Records from a dataset
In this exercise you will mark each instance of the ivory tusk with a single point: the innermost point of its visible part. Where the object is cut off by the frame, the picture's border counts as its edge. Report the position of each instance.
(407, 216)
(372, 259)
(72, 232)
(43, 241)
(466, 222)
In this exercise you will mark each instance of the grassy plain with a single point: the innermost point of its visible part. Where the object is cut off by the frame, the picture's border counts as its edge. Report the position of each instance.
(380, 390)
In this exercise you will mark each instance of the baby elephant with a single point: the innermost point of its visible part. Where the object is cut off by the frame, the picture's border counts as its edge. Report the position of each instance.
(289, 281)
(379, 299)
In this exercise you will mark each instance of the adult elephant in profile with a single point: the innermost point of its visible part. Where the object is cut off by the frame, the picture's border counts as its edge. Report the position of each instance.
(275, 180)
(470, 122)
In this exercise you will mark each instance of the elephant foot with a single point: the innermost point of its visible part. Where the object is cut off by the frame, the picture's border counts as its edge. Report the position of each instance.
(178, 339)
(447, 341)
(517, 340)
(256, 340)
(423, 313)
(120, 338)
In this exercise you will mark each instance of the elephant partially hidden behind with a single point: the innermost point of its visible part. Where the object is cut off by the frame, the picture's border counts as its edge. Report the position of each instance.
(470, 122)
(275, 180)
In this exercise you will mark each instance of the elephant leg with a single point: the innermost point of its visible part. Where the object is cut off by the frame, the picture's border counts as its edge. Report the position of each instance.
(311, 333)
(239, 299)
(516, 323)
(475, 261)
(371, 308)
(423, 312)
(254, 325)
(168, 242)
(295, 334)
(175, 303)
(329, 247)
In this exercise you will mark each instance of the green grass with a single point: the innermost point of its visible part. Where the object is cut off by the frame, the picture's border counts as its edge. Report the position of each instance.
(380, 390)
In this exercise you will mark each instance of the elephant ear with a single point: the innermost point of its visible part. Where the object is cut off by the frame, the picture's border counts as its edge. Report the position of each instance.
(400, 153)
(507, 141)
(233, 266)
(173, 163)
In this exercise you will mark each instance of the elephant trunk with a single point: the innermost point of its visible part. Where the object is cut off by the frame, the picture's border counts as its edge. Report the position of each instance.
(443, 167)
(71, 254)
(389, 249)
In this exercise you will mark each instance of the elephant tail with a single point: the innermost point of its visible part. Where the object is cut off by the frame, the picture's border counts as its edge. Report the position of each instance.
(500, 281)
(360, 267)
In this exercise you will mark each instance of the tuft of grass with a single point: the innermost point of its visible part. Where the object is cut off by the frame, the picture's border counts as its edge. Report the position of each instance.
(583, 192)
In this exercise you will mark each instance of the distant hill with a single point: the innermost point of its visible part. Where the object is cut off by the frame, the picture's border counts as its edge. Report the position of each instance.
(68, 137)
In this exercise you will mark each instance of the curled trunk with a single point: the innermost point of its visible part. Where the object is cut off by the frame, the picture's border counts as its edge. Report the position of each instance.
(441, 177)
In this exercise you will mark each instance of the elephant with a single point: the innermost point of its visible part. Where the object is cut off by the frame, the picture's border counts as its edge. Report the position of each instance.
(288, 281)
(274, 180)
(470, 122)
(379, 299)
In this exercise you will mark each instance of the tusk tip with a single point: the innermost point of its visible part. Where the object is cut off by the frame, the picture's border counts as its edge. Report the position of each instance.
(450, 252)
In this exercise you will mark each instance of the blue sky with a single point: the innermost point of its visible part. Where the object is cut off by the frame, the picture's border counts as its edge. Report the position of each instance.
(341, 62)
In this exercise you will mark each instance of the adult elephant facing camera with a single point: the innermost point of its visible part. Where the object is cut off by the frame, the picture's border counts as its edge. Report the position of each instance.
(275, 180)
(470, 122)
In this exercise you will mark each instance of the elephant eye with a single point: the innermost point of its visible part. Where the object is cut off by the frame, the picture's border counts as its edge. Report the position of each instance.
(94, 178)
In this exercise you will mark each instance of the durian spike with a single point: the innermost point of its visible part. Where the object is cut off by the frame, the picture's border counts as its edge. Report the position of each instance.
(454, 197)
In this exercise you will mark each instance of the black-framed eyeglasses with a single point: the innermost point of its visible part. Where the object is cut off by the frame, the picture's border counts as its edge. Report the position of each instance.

## Exercise
Write the entries out again verbatim, every one of them.

## Exercise response
In this exercise you will mark each instance of the ivory tusk with a single point: the innermost point of its visible part. Where the object is cut off by the frame, the picture's border counts as its edge. Report the position of each instance.
(407, 216)
(372, 259)
(72, 232)
(43, 241)
(466, 222)
In this exercise you will mark each instance of the grassy plain with a single point: the innermost point of its visible part. Where the object is cut off by the frame, the picture's border counts as its edge. Report the position of each instance.
(380, 390)
In this exercise you will mark each instance of the baby elephant with a single point: the innermost point of its visible part. Where the object is cut off by the frame, the picture's border counts as its edge. Report the position of each instance.
(289, 281)
(379, 299)
In this exercise you will mark each instance of the adult elephant in profile with a single point: the innermost point of its visible part. Where the object is cut off by the frame, the picture's border counts as its edge. Report the position of each instance.
(275, 180)
(470, 122)
In this exercise you will mark each instance of the elephant foot with a single point: the innermost point of its visible part. Where the object is cut off by the frame, the picture's border counts as its edge. Report the position of each instance.
(178, 339)
(447, 341)
(517, 340)
(256, 340)
(423, 313)
(120, 338)
In this exercise you will mark each instance of the elephant partially hidden behind with a single point: the innermost point of its visible part. Where the object is cut off by the frame, the picture's border counts as its edge. Report the position of each instance.
(470, 122)
(275, 180)
In this exercise you will mark each instance of the elephant leg with a single point: the innermost point of its visible part. Where the object is cut off by the frame, the picture's border counts as its edge. Report the position of each instance.
(311, 333)
(239, 299)
(516, 323)
(475, 261)
(371, 308)
(423, 312)
(254, 325)
(168, 242)
(295, 334)
(175, 303)
(329, 247)
In this exercise you will mark each instance of the green grass with a single point: the innermost point of its visible part. Where the object is cut off by the frame, the picture's border counts as its edge. Report the position of each instance.
(380, 390)
In this exercise you will mark each instance of the elephant ear with a single point: the innermost point of its visible part. Where the object is cut off by the frame, the picture's border counts as its edge. Report the position of each instance.
(400, 153)
(507, 141)
(233, 266)
(173, 163)
In this exercise you will mark each instance of the elephant trunk with a single point: the innermost point of its visible part. Where the object is cut off by the frame, the picture's border counts as its edge. Report the position of each instance.
(443, 167)
(71, 254)
(389, 249)
In this exercise you will mark each instance of the elephant tail with a single point: the innermost point of its visible part. Where the object is cut off by the frame, the picture's border counts as its edge. Report the position of each instance.
(500, 281)
(360, 267)
In this exercise you will mark each instance of the tuft of grass with a single point: the innermost point of its visible part. Where the object is cut off by the frame, the picture's border counts as its edge. Report the position of each instance.
(583, 192)
In this exercise you will mark each instance of the distant hill with a single point: the innermost point of its visible part. Where the object is cut off by the frame, the picture's border counts as its edge. Report the position of each instance.
(68, 137)
In this exercise you will mark each instance of the curled trunk with a single point: the innermost point of its visible part. Where the object is cut off by the frame, the picture's border counts as its edge. Report the position of each instance.
(441, 177)
In this exercise you will mark each instance of the elephant with a single point: the innermost point of its visible part. Where the object is cut off by the frame, the picture's border counts as its edge. Report the position of each instance.
(288, 281)
(274, 180)
(470, 122)
(379, 299)
In this exercise you will mark each instance of the tusk tip with a single point: the innermost point of its visible part. Where the object is cut off by the frame, the picture's border counts as its edge. Report the position of each instance.
(450, 252)
In this exercise you will mark each instance of the blue sky with a single point: the innermost point of its visible part. Where the object is cut off by the frame, the picture's border counts as its edge. Report the position of each instance.
(341, 62)
In this exercise you will mark each instance of the adult elephant facing camera with a single point: the innermost point of its visible part. Where the object is cut off by the frame, the picture's border counts as its edge. Report the position of each instance.
(275, 180)
(470, 122)
In this exercise you will mark each instance of the elephant eye with a single point: the innermost point of its visible part. Where the object is cut off by the frame, the picture's border counts as its edge. Report the position of each instance.
(94, 178)
In this exercise you will mark each instance of the durian spike with a single point: the innermost point of its visible part. Where the object is cut off by the frame, the picture's border counts as its edge. Report the position of each instance.
(454, 197)
In this exercise you will mark each instance of the black-framed eyeglasses with a single point: the innermost point of its visible part. Where the object is cut off by the frame, the picture's border counts as its edge. Report the position of each instance.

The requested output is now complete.